*Written instruction*
Report how many lines in the items below contain the string "advertising", with case counting. Give only the number.

*Object position labeling items*
--- start ---

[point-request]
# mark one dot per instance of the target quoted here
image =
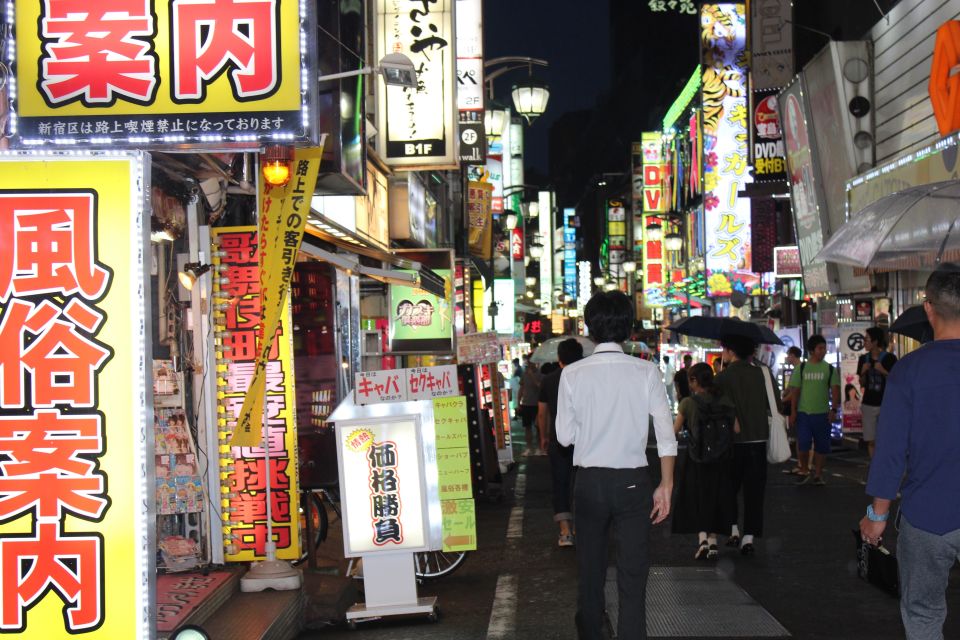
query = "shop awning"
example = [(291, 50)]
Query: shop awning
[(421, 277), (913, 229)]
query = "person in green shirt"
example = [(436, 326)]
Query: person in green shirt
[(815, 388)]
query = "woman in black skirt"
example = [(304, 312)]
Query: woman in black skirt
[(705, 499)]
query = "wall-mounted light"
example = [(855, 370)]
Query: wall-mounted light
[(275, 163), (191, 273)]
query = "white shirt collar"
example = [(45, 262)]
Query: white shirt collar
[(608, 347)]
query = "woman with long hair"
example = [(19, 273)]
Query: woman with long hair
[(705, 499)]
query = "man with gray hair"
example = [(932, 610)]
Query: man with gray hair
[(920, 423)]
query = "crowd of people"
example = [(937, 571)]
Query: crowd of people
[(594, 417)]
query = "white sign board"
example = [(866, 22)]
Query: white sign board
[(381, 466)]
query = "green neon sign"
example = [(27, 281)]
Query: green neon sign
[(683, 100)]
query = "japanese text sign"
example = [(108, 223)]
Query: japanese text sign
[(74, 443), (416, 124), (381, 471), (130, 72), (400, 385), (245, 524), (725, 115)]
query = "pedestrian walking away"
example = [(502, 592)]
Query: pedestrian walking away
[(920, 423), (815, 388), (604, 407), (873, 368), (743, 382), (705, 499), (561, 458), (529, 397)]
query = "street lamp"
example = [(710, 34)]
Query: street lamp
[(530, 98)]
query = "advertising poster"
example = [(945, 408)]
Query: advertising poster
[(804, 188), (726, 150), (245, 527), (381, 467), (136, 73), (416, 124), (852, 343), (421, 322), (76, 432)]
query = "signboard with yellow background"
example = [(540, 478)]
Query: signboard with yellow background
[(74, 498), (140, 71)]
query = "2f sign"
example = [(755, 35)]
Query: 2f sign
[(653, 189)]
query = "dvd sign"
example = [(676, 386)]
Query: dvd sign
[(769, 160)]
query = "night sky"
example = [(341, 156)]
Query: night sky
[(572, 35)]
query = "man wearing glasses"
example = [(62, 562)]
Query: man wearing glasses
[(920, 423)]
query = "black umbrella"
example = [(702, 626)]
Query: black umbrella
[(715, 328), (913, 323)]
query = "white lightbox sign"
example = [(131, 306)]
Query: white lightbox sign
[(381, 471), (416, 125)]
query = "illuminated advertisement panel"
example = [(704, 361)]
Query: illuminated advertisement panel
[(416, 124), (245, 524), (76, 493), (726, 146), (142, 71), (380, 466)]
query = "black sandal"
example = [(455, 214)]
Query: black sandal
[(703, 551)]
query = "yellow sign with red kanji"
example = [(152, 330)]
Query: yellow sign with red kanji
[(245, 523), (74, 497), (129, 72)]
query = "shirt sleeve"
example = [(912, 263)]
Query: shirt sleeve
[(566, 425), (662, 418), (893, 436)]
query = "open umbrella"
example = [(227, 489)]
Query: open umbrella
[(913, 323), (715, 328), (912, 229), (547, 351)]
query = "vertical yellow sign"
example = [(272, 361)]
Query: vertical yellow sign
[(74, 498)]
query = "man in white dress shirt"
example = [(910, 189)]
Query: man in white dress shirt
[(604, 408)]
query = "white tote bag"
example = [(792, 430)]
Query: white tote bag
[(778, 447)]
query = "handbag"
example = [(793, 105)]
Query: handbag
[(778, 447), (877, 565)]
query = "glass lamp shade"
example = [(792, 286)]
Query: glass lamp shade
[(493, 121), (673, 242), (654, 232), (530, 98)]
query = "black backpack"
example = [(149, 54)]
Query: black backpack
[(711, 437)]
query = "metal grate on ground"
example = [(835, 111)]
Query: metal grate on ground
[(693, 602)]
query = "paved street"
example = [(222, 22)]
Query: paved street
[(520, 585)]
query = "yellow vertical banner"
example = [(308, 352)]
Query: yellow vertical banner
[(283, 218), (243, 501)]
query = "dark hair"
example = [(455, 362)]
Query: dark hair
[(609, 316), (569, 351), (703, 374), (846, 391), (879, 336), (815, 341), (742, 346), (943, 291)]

--- end ---
--- start ---

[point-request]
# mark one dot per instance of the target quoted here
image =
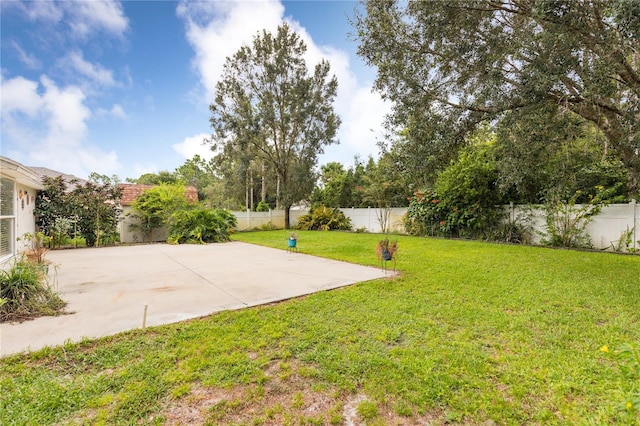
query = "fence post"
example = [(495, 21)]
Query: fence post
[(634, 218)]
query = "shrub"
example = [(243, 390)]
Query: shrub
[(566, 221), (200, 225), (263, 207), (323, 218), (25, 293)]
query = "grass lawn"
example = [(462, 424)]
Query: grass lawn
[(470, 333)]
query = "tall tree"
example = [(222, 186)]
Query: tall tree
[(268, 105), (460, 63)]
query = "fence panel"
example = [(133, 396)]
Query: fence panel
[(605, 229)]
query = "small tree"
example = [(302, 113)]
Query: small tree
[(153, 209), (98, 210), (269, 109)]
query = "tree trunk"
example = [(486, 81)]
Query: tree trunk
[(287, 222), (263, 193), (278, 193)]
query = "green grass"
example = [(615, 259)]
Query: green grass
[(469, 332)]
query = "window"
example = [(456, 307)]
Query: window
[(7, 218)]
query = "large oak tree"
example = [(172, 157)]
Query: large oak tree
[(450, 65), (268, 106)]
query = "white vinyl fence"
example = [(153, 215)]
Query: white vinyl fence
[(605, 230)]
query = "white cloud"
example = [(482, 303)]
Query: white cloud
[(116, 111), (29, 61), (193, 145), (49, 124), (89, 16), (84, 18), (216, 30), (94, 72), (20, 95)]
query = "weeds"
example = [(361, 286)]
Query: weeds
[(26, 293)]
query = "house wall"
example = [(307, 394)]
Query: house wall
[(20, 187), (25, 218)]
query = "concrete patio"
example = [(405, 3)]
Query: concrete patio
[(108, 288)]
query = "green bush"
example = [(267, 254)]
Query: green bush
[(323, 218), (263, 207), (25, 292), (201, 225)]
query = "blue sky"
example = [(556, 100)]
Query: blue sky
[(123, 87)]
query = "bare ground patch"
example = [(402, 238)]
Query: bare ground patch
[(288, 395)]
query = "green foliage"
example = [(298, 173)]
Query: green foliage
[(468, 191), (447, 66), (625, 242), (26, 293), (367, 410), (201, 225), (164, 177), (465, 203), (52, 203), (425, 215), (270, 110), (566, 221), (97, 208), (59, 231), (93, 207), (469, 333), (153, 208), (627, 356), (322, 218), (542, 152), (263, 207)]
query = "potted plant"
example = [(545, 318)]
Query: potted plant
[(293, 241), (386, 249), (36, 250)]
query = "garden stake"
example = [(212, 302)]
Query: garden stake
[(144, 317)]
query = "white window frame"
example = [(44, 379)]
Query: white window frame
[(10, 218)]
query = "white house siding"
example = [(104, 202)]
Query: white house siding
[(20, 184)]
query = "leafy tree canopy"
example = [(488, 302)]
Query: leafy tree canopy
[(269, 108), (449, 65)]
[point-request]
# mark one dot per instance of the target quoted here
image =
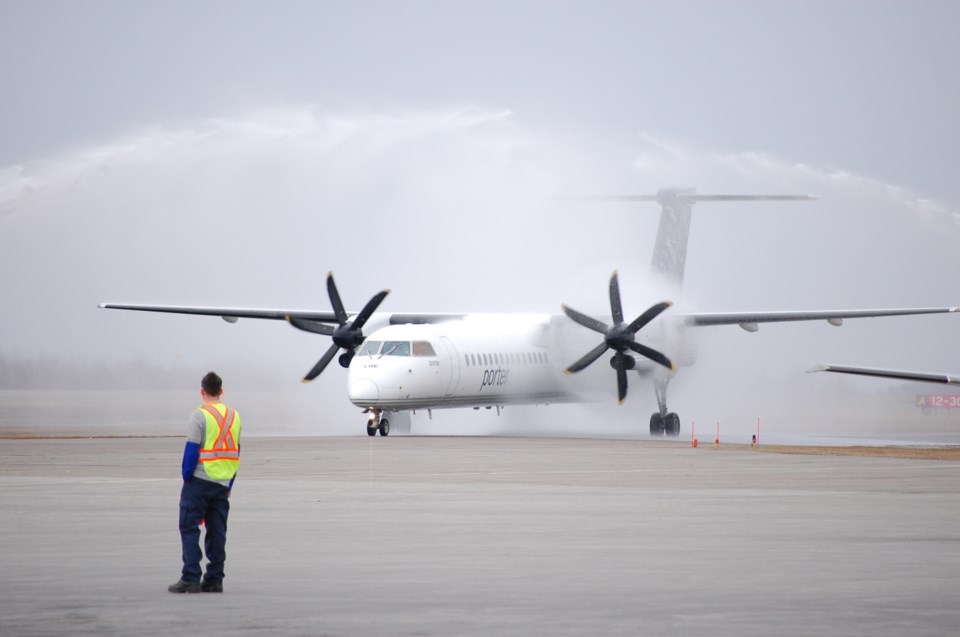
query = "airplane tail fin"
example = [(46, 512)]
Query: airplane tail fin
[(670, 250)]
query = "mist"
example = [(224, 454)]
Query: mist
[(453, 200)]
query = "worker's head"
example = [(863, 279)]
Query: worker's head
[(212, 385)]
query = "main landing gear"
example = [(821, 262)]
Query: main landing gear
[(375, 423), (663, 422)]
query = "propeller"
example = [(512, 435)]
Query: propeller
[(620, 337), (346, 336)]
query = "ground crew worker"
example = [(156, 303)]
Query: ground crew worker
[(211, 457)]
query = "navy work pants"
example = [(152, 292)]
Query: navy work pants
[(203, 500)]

--- end ---

*Result for this exercise*
2